§ Short task
Copy all lines below exactly as written. Leave pictures out.

# # #

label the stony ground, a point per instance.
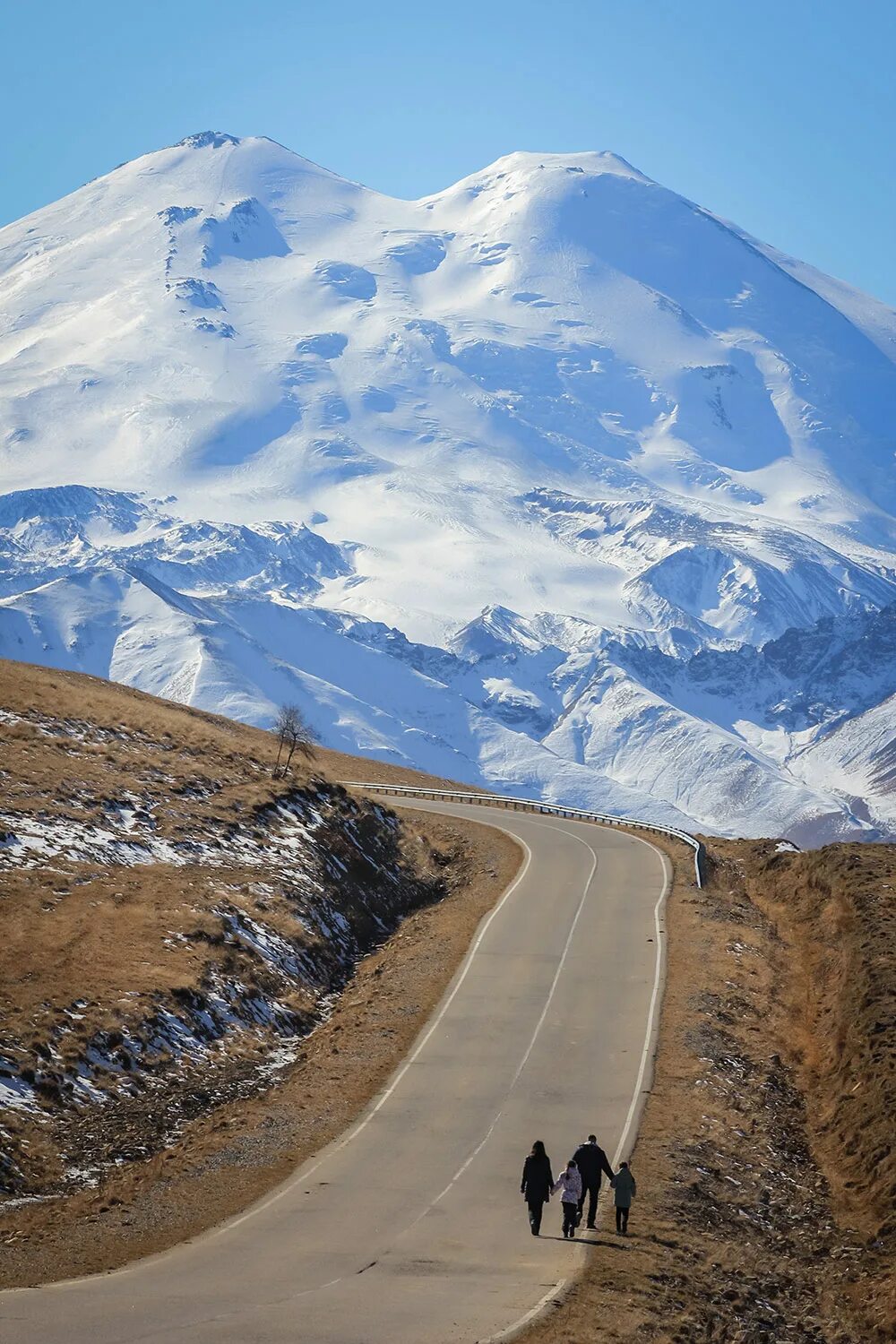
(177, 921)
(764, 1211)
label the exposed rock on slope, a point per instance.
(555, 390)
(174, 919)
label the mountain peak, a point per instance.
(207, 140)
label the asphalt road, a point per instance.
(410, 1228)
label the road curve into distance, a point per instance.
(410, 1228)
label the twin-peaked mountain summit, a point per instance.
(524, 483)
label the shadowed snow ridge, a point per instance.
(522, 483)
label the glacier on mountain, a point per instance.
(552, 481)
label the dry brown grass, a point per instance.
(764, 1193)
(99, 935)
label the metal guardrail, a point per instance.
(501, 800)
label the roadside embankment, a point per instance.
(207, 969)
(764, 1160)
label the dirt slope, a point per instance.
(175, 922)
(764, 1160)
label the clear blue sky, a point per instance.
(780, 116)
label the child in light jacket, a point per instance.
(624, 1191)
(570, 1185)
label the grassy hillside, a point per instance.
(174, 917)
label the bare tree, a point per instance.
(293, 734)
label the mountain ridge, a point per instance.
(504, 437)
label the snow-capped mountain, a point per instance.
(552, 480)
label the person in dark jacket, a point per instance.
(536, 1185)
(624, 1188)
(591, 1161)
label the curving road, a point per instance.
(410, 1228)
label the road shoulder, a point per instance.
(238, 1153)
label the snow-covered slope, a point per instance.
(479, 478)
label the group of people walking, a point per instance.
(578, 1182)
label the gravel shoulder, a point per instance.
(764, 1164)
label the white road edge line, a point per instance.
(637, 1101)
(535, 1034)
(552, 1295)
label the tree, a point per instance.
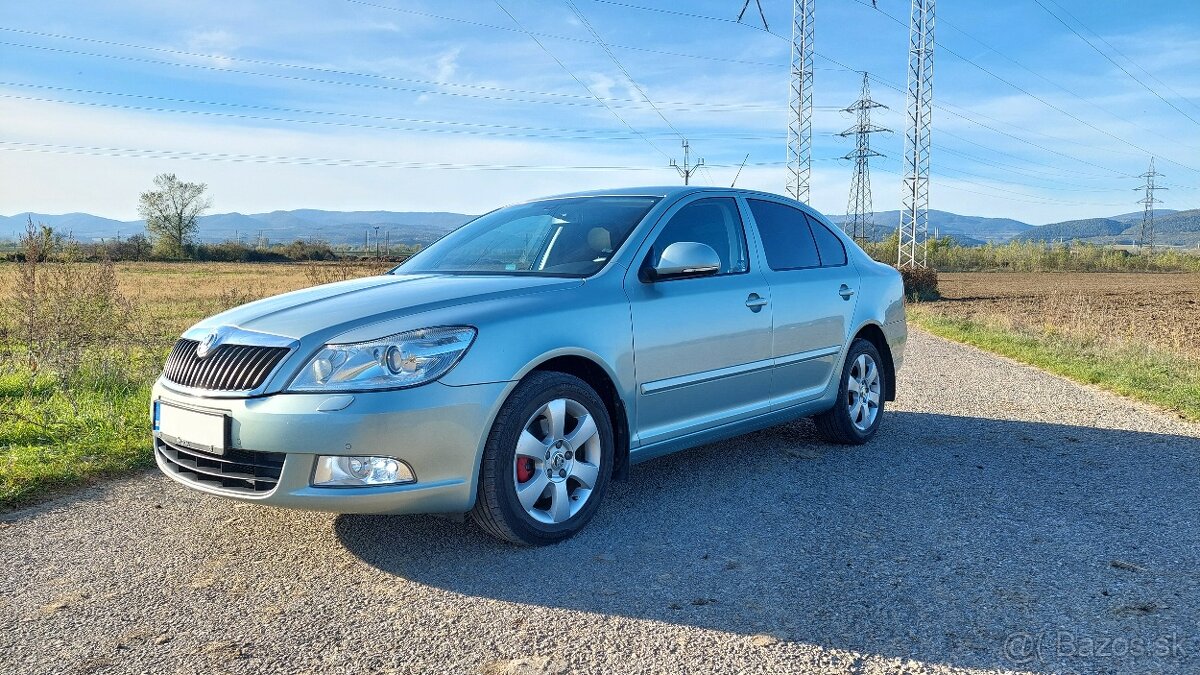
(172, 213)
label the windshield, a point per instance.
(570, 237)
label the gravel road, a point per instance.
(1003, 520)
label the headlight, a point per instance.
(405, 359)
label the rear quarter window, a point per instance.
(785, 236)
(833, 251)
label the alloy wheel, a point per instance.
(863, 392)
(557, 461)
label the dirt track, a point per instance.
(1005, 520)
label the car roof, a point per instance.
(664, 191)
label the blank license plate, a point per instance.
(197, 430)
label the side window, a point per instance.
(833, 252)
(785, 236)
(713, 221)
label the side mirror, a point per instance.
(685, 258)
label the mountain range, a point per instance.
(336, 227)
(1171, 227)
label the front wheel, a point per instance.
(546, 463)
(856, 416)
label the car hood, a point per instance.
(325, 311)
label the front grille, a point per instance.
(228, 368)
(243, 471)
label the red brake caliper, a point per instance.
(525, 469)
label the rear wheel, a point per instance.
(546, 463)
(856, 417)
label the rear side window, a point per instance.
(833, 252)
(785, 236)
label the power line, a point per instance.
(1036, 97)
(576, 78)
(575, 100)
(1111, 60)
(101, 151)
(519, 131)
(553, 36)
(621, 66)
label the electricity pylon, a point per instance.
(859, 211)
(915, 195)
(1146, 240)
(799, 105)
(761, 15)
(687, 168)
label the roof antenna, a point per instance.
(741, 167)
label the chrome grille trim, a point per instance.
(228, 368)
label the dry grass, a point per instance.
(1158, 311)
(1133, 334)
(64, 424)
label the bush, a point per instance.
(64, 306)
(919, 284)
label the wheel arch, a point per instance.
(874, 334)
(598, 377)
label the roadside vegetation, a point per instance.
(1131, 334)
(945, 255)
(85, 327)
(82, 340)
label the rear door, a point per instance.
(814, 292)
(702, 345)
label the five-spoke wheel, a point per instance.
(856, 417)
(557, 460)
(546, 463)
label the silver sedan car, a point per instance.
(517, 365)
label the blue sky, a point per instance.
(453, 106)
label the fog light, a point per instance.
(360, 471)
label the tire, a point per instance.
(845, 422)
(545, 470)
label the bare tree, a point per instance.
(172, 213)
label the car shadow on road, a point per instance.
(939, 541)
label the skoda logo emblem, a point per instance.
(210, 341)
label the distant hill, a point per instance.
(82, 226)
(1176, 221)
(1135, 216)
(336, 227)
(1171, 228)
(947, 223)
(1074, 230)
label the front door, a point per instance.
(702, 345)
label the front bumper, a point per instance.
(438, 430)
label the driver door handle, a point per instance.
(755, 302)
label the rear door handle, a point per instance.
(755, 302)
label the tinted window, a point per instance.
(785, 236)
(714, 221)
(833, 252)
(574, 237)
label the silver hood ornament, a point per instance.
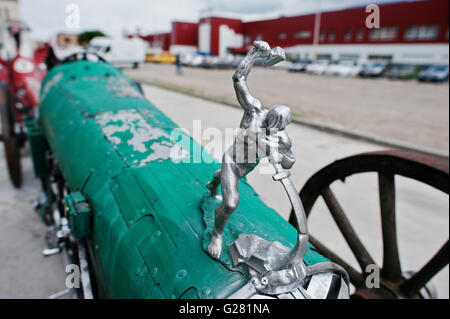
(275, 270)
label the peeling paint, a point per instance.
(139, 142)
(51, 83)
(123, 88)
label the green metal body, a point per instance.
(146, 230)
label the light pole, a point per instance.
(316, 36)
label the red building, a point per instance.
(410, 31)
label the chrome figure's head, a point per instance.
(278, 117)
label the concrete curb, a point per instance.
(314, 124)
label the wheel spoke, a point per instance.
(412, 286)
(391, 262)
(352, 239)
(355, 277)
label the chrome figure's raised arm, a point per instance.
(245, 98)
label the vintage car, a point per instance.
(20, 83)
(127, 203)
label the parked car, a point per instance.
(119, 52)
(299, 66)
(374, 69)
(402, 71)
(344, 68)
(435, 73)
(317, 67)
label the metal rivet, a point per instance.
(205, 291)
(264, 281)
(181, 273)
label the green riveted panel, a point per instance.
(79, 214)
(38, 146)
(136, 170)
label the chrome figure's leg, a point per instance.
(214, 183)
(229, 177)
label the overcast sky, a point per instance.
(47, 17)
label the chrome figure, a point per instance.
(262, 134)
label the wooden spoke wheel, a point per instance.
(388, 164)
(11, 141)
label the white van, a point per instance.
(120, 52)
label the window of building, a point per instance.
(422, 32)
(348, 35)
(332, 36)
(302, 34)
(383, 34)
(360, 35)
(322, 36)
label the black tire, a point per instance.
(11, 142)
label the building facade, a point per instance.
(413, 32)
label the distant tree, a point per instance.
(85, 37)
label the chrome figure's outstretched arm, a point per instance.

# # #

§ Result of this exercise
label the stony ground, a point per instance.
(177, 921)
(764, 1211)
label the exposed rock on slope, a point per instance.
(555, 390)
(174, 919)
label the mountain peak, a point per instance.
(207, 140)
label the asphalt road, a point per instance.
(410, 1228)
label the road curve into distance, a point per instance.
(410, 1228)
label the twin-peaked mountain summit, a point per instance.
(524, 483)
label the shadowed snow ridge, a point per instance.
(522, 483)
label the glacier on mountain, a point per instance.
(552, 481)
label the dry brown grass, a point per instance.
(764, 1193)
(99, 935)
label the metal guardrail, a point per instance.
(501, 800)
label the roadside embankment, a point per instance.
(207, 969)
(764, 1160)
label the dirt slope, a point per instance.
(175, 922)
(764, 1160)
label the clear blue sky, a point per instance.
(780, 116)
label the child in light jacket, a point per instance.
(624, 1191)
(570, 1185)
label the grassy hillside, a point per instance.
(174, 917)
label the bare tree, a point per instance.
(293, 734)
label the mountain ridge, a point per instance.
(504, 437)
label the snow-capped mountain, a point per instance.
(552, 480)
label the person in dark jacket, a point per instance.
(536, 1185)
(624, 1188)
(591, 1161)
label the curving road, a point per instance.
(410, 1228)
label the road shoulder, a point per instance.
(238, 1153)
label the snow-covered slope, a point per instance.
(479, 478)
label the group of people walking, a point per instance.
(578, 1182)
label the gravel shoulder, a point per instance.
(764, 1164)
label the white road edge line, a point per instance.
(637, 1101)
(535, 1034)
(552, 1295)
label the tree, a point per instance.
(172, 213)
label the windshield, a point per instance.
(570, 237)
label the gravel road, a point per instance.
(1003, 520)
label the headlight, a point per instance.
(405, 359)
label the rear quarter window, a point per instance.
(785, 236)
(833, 251)
label the alloy wheel, a point per instance.
(863, 392)
(557, 461)
label the dirt track, a point per instance.
(1005, 520)
label the car roof, a point per instance.
(664, 191)
label the blank license plate, a point per instance.
(197, 430)
label the side window, a point per instance.
(833, 252)
(785, 236)
(713, 221)
label the side mirror, a point per instance.
(685, 258)
label the mountain range, a point per instance.
(336, 227)
(1171, 227)
label the front wheel, a point per instance.
(546, 463)
(856, 416)
label the car hood, a point per instance.
(325, 311)
label the front grille, a point per instance.
(228, 368)
(243, 471)
label the red brake caliper, a point per instance.
(525, 469)
label the rear wheel, a point per instance.
(546, 463)
(856, 417)
label the rear side window, a point per instance.
(833, 252)
(785, 236)
label the power line, a point per instance.
(1036, 97)
(576, 78)
(575, 100)
(1111, 60)
(101, 151)
(519, 131)
(553, 36)
(621, 66)
label the electricity pylon, a point per instance.
(859, 211)
(915, 195)
(1146, 240)
(799, 105)
(761, 15)
(687, 168)
label the roof antenna, a point per instance.
(741, 167)
label the chrome grille trim, a point per instance.
(228, 368)
label the dry grass, a point per instance.
(1158, 311)
(1133, 334)
(64, 424)
label the bush, a point per instance.
(64, 306)
(919, 284)
label the wheel arch, a point per instance.
(874, 334)
(598, 377)
label the roadside vegetation, a point per instance.
(1131, 334)
(945, 255)
(85, 327)
(82, 340)
label the rear door, a point per instance.
(814, 292)
(702, 345)
label the five-spoke wheel, a point per instance.
(856, 417)
(557, 460)
(546, 463)
label the silver sedan car, a point per instance.
(517, 365)
label the blue sky, a point per instance.
(453, 106)
label the fog light, a point per instance.
(360, 471)
label the tire, a point per instance.
(845, 422)
(545, 470)
label the bare tree, a point per instance.
(172, 213)
label the car shadow on road, a point per instance.
(939, 541)
label the skoda logo emblem, a point per instance.
(210, 341)
label the distant hill, a point per instance.
(82, 226)
(1176, 221)
(1135, 216)
(336, 227)
(1171, 228)
(947, 223)
(1074, 230)
label the front door, a point per instance.
(702, 345)
label the front bumper, a point per instance.
(438, 430)
label the driver door handle, a point per instance.
(755, 302)
label the rear door handle, a point per instance.
(755, 302)
label the tinted window, a point per instance.
(785, 236)
(714, 221)
(833, 252)
(574, 237)
label the silver hood ornament, a point per instance.
(275, 270)
label the peeling paint, a point per instance.
(139, 142)
(51, 83)
(123, 88)
label the green metal body, a point per instance.
(146, 230)
label the light pole, a point per instance.
(316, 36)
label the red building, a point per instance.
(410, 31)
label the chrome figure's head, a point per instance.
(278, 117)
label the concrete curb, a point per instance.
(314, 124)
label the wheel spoke, a point per instance.
(412, 286)
(391, 262)
(352, 239)
(355, 277)
label the chrome figure's raised arm, a point per instance.
(245, 98)
label the vintage car, a point per instance.
(20, 83)
(127, 203)
label the parked car, a point per instance.
(119, 52)
(299, 66)
(374, 69)
(402, 71)
(344, 68)
(435, 73)
(317, 67)
label the metal rivet, a point per instance.
(205, 291)
(264, 281)
(181, 273)
label the green riveted panel, a point per instance.
(79, 214)
(38, 146)
(136, 170)
label the chrome figure's leg, a point per instance.
(214, 183)
(229, 177)
label the overcast sky, a point per instance.
(47, 17)
label the chrome figure, a point per instance.
(262, 134)
label the wooden spoke wheel, a point per instance.
(388, 164)
(11, 141)
label the white van, a point per instance.
(120, 52)
label the window of building, a point per instance.
(422, 32)
(348, 35)
(332, 36)
(302, 34)
(383, 34)
(360, 35)
(322, 36)
label the black tire, a point per instance.
(11, 142)
label the building facade, a point per instance.
(413, 32)
label the distant tree, a point per instance.
(85, 37)
label the chrome figure's outstretched arm, a point per instance.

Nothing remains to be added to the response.